Selected passage:
● ● ● ●

Instrumentation
Note
Starting slide 11
- Software instrumentation: a technique to insert measurement or monitoring mechanisms into software
- e.g. adding timers around key functions, counting database queries/api calls, measuring resource usage (CPU, memory, …)
- Measurement: defines what to collect
- Instrumentation: defines how to collect it
- Intrusive instrumentation: modifying the original source code by inserting chunks of source code to collect data for analytical purposes (e.g. logging frameworks)
- problems:
- need & must understand the source code
- requires lots of upfront planning to ensure implementation code is implemented as part of the normal system’s implementation
- requirements define what data needs to be captured
- design that integrates instrumentation and integrates it into overall system
- part of the normal dev process → not an afterthought
- hard to remove/modify when you no longer need instrumentation and/or requirements change (…? how is it hard)
- Unguarded implementation: when you insert instrumentation directly into source code without any restrictions/constraints on when/how it is executed
- Guarded instrumentation: instrumentation placed directly into source code, but with restrictions/constraints on when/how it is executed
- Proxy instrumentation: place instrumentation code in a proxy object and proxy calls real implementation
- problems:
// ... guarded implementation
public void doSomething() {
if (INSTRUMENT) // <- this is the guard
log.i("Counter: ", this.counter_);
}
// ...
// ... proxy instrumentation
public SC_Inst(SC sc_impl) { // <- instrumentation object
this.sc_impl_ = sc_impl;
}
public void doSomething() { // <- instrumentation code
log.i("Counter: " + this.sc_impl_.getCounter());
this.sc_impl_.doSomething();
}
- Logs: record of events or messages that occur in a software system
- Application logs: provides information about the behaviour of the system (e.g. errors, warnings, status updates)
- System logs: generated by the operating system or infrastructure components, such as log messages from system services, system events, or performance metrics
- Metrics: numerical value that describes the performance or behaviour of a software system (e.g. response time, system resources, user engagement/conversion rate, …
- Trace: provides a complete picture of the path taken by a request as it travels through a system → used for debugging (helps us understand control flow, timing, interactions)

● ● ● ●

Material:
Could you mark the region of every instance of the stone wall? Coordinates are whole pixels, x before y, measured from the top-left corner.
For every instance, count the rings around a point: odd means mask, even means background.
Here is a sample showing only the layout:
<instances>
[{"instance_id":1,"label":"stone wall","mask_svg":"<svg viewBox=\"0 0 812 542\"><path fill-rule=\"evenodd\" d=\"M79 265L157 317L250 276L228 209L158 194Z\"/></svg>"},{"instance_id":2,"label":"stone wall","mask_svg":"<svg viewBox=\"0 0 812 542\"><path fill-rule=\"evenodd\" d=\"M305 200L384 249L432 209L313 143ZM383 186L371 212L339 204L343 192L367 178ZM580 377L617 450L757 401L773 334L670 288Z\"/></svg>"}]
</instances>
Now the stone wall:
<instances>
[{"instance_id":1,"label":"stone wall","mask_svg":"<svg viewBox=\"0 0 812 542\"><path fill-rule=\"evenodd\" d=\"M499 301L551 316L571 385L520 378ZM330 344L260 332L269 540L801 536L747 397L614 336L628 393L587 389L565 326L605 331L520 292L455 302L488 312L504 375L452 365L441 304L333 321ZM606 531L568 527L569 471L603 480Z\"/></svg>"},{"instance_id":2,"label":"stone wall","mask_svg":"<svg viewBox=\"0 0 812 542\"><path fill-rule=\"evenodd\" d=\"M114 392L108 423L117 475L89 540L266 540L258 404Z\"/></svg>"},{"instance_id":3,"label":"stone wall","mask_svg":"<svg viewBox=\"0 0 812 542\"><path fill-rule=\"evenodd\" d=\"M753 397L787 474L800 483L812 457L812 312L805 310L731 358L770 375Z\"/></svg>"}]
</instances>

● ● ● ●

What you need to do:
[a] Answer these from the instrumentation notes:
(i) What does instrumentation define, in contrast to measurement?
(ii) In the guarded implementation code, what condition serves as the guard?
(iii) What generates system logs?
[b] Write out the part of the instrumentation notes starting with "- Measurement: defines" and going on through "is it hard)".
The lines play no part in this work.

Complete answers:
[a]
(i) How to collect it.
(ii) INSTRUMENT, checked in the statement if (INSTRUMENT).
(iii) The operating system or infrastructure components.

[b]
- Measurement: defines what to collect
- Instrumentation: defines how to collect it
- Intrusive instrumentation: modifying the original source code by inserting chunks of source code to collect data for analytical purposes (e.g. logging frameworks)
- problems:
- need & must understand the source code
- requires lots of upfront planning to ensure implementation code is implemented as part of the normal system’s implementation
- requirements define what data needs to be captured
- design that integrates instrumentation and integrates it into overall system
- part of the normal dev process → not an afterthought
- hard to remove/modify when you no longer need instrumentation and/or requirements change (…? how is it hard)